**Document extract**.

--- --- ---

Monotherapy with oncolytic viruses
Current research on viruses indicates that malignant cell death can be caused by nearly every virus and in almost all types of tumours. The first of these studies was conducted at the end of the 1940s by Alice Moore who was the first scientist to prove that viruses had innate oncolytic properties. She did so by prescribing them to patients with a variety of different malignant tumours. In recent years, the range of studied viruses has expanded significantly. The objective in most of these studies was to determine the safety of a given virus and to discover its efficacy and its effect on overall life expectancy. Only somewhat recently were studies conducted where immunity indicators were analysed, a course of research that was studied in Latvia as far back as the 1970s and 1980s.
So far, oncolytic viral monotherapy has had mixed results. It’s possible that this can be explained by the patient’s resistance to the virus and its prompt elimination. It’s also possible that, given the heterogeneousness of tumours, resistance can be created after a period of time. To combat this, a number of different methods with varying mechanisms of action are often used in oncology. It’s been observed that the synergistic combination of oncolytic viruses with other drugs actually increase the potency of the treatment and this method of therapy is even more effective than monotherapy.

--- --- ---

**Extracted material**.
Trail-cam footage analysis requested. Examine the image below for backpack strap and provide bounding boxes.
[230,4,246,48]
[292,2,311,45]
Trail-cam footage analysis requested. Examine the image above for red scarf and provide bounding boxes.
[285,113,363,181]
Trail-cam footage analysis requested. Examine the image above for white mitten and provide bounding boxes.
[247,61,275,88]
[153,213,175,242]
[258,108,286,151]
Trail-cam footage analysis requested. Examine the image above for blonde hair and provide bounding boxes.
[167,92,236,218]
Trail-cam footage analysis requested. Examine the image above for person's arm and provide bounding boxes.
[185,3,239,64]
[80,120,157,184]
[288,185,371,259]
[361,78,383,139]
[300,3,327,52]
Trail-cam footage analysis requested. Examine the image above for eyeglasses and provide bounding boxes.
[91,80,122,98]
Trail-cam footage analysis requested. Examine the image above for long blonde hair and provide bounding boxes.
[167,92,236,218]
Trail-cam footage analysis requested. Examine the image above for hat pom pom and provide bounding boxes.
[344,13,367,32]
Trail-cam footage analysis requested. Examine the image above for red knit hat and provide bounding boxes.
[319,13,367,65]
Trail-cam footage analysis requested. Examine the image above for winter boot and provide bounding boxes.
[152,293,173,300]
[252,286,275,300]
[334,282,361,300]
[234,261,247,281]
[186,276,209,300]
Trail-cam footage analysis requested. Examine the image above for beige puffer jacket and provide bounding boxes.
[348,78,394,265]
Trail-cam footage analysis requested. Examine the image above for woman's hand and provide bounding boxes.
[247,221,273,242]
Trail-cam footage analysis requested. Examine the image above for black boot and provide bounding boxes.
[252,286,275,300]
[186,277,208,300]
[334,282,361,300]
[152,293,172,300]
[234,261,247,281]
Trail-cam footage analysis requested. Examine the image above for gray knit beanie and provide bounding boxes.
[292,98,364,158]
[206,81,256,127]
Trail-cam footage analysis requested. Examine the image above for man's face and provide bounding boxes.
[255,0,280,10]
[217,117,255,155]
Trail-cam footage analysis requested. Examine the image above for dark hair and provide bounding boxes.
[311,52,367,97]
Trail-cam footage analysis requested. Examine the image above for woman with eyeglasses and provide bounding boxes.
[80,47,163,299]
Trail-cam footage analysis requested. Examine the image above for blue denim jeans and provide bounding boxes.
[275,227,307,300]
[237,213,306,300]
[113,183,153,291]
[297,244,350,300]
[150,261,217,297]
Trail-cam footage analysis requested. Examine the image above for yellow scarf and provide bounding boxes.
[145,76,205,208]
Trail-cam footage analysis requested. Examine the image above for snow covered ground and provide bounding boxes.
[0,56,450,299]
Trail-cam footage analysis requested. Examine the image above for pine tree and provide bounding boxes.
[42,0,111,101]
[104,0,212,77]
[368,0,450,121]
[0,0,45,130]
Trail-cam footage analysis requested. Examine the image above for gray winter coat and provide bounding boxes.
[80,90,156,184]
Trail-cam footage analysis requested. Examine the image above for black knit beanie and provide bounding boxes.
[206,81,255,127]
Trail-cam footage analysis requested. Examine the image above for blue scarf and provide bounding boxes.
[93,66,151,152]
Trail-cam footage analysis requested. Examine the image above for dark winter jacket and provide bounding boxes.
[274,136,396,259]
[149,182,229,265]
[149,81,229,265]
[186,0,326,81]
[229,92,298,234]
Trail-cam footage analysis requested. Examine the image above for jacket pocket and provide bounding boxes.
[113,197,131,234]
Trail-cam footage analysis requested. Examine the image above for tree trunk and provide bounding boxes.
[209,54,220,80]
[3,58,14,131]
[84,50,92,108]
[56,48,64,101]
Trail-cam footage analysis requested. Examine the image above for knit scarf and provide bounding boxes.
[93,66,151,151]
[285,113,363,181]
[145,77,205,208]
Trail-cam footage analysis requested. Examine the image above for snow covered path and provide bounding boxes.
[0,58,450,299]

--- --- ---

**Questions to answer**.
a. Answer these questions using the passage on oncolytic virus monotherapy:
(i) Who conducted the first study showing that viruses have innate oncolytic properties, and when?
(ii) In which country was research analyzing immunity indicators carried out as far back as the 1970s and 1980s?
(iii) What approach has been observed to be more effective than monotherapy?
b. Output, word for word, the part of the passage on oncolytic virus monotherapy that opens with the words "So far, oncolytic" and closes with "effective than monotherapy.".
The rows come from a separate source, not from the passage on oncolytic virus monotherapy.

**Task answers**.
a.
(i) Alice Moore, at the end of the 1940s.
(ii) Latvia.
(iii) The synergistic combination of oncolytic viruses with other drugs.

b.
So far, oncolytic viral monotherapy has had mixed results. It’s possible that this can be explained by the patient’s resistance to the virus and its prompt elimination. It’s also possible that, given the heterogeneousness of tumours, resistance can be created after a period of time. To combat this, a number of different methods with varying mechanisms of action are often used in oncology. It’s been observed that the synergistic combination of oncolytic viruses with other drugs actually increase the potency of the treatment and this method of therapy is even more effective than monotherapy.